— Task statement —
Whenever a picture appears in the records, exclude it, and transcribe everything else exactly.

Top of Material for the task

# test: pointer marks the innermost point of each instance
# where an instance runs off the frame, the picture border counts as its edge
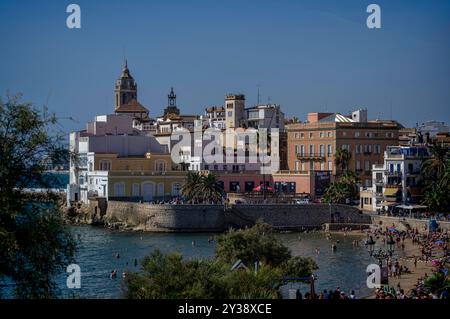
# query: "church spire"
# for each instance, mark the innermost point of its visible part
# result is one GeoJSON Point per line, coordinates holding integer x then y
{"type": "Point", "coordinates": [171, 109]}
{"type": "Point", "coordinates": [126, 88]}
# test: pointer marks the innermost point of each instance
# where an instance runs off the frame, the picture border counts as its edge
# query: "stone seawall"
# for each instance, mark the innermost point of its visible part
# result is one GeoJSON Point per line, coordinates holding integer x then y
{"type": "Point", "coordinates": [404, 223]}
{"type": "Point", "coordinates": [217, 218]}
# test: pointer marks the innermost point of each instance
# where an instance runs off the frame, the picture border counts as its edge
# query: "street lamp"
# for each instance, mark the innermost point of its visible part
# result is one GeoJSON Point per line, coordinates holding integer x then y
{"type": "Point", "coordinates": [381, 255]}
{"type": "Point", "coordinates": [370, 243]}
{"type": "Point", "coordinates": [391, 244]}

Bottom of Material for the task

— The answer —
# test: pointer marks the innermost point of each instance
# where an instance runs off the frame, the picture border counts as its edge
# query: "church spire"
# for each instance, mark the innermost point of its visible part
# result is one GeoJSON Point per line, coordinates holding integer x then y
{"type": "Point", "coordinates": [171, 109]}
{"type": "Point", "coordinates": [126, 88]}
# test: pointer marks the innermost point of each instance
# where an instance runs off the frame, the picture border counts as its edge
# query: "stone seawall"
# for each instance, mark the innermost point of its visible part
# result is one GeoJSON Point per line, coordinates holding integer x then y
{"type": "Point", "coordinates": [404, 223]}
{"type": "Point", "coordinates": [217, 218]}
# test: pointer marks the innermost point of each instance
# where an instance runs off the frame, the picture border counts as its edge
# query: "street lamp"
# for each instance, mark the innermost point of its visible part
# result is one GeoJSON Point per line, coordinates holding integer x then y
{"type": "Point", "coordinates": [381, 255]}
{"type": "Point", "coordinates": [370, 243]}
{"type": "Point", "coordinates": [391, 244]}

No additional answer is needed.